Text shown:
------------------------------------------------------------
Subject: Re: Fwd: Current kernel I modified works fine on SS-20/HyperSPARC
To: None <fair@clock.org, port-sparc@netbsd.org>
From: Chris Torek <torek@BSDI.COM>
List: port-sparc
Date: 06/14/1999 07:34:36
Cleaning out some old mail...

>>  HyperSPARC's MMU does not peek a modification of PTE.

I believe this is more generally true (i.e., it applies to other
Mbus-based sparcs as well).  There are all kinds of interesting
potential races between on-chip store buffers and MMU updates of
ref/mod bits.  (Note, losing or gaining a bogus ref bit is not
fatal, and gaining a bogus mod bit is not fatal, but losing a mod
bit could be fatal.)  The code I use is this:

/*
 * Update a valid PTE using the SWAP instruction, per SuperSPARC/MXCC
 * manual, in such a way as to avoid losing R/M bits even if the CPU does
 * a table walk while we are looking at the PTE.  This seems like overkill
 * on a uniprocessor, but following the manual is rarely a bad idea...
 *
 * Return the previous PTE.
 *
 * Note that this is not (yet) multiprocessor-ready.
 */
static int
updatepte(va, apte, bis, bic)
------------------------------------------------------------
Recorded data:
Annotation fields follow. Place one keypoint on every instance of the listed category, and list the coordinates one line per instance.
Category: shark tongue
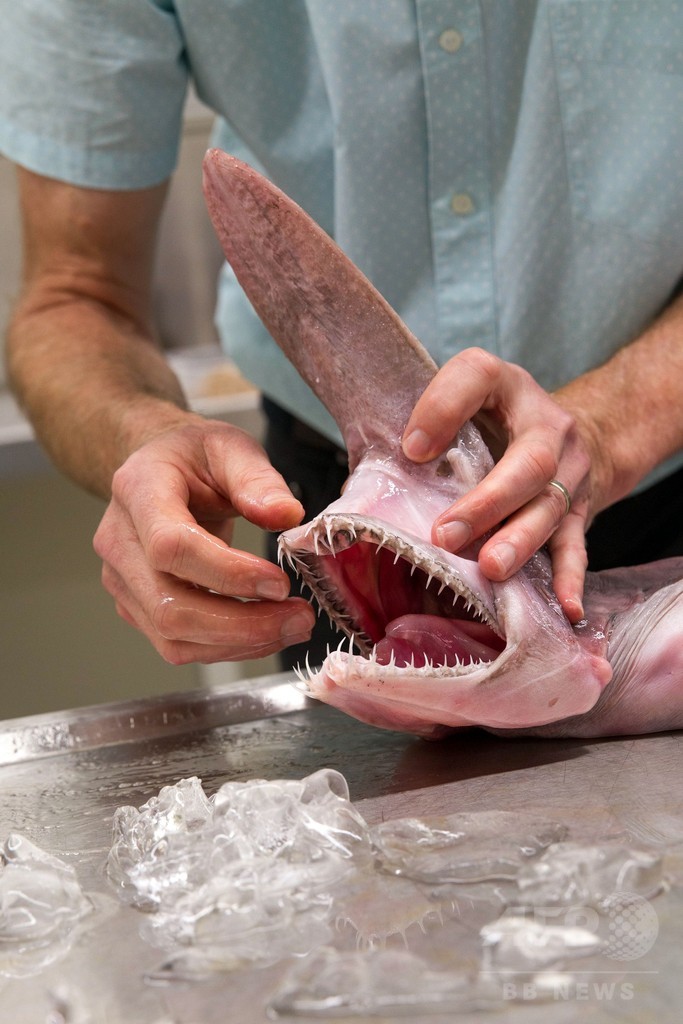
(419, 639)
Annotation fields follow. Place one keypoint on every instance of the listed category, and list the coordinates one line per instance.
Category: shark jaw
(401, 602)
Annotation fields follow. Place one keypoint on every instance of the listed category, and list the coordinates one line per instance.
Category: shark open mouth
(399, 604)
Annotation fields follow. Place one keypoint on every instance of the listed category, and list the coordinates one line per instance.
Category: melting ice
(265, 870)
(41, 903)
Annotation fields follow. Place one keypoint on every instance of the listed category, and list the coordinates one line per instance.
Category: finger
(524, 472)
(569, 560)
(176, 616)
(526, 531)
(175, 544)
(256, 489)
(463, 386)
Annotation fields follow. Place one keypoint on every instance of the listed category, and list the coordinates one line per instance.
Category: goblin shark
(432, 644)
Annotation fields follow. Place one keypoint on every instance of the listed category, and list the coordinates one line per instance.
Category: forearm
(630, 410)
(93, 384)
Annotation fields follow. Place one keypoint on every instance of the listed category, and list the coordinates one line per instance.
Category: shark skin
(432, 644)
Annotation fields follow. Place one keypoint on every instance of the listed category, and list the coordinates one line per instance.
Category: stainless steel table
(62, 775)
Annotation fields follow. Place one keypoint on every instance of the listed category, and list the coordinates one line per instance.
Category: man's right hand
(167, 558)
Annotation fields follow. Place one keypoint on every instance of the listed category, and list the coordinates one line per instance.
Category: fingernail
(454, 536)
(574, 610)
(417, 444)
(271, 498)
(298, 625)
(272, 590)
(505, 555)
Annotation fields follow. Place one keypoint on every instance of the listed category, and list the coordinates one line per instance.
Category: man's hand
(165, 545)
(542, 442)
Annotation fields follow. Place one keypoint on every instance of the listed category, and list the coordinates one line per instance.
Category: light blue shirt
(508, 174)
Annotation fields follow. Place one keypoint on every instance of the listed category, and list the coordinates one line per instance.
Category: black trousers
(641, 528)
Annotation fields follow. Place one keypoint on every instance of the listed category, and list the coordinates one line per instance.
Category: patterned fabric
(507, 174)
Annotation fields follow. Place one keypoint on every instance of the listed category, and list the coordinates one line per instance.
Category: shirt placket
(459, 175)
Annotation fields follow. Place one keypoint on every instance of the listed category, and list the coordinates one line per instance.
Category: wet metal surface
(61, 777)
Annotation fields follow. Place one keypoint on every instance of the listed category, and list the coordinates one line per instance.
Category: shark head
(430, 644)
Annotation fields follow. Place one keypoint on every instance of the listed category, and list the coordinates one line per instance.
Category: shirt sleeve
(91, 91)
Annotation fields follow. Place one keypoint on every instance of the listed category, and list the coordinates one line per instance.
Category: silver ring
(565, 495)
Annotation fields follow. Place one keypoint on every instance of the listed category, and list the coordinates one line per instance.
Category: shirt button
------------------------------------------------------------
Exercise goal: In the mailing-list post, substitute "Sorting through" for "Cleaning out" and give the stretch from "Subject: Re: Fwd: Current" through "some old mail..." with that change made.

The solution:
Subject: Re: Fwd: Current kernel I modified works fine on SS-20/HyperSPARC
To: None <fair@clock.org, port-sparc@netbsd.org>
From: Chris Torek <torek@BSDI.COM>
List: port-sparc
Date: 06/14/1999 07:34:36
Sorting through some old mail...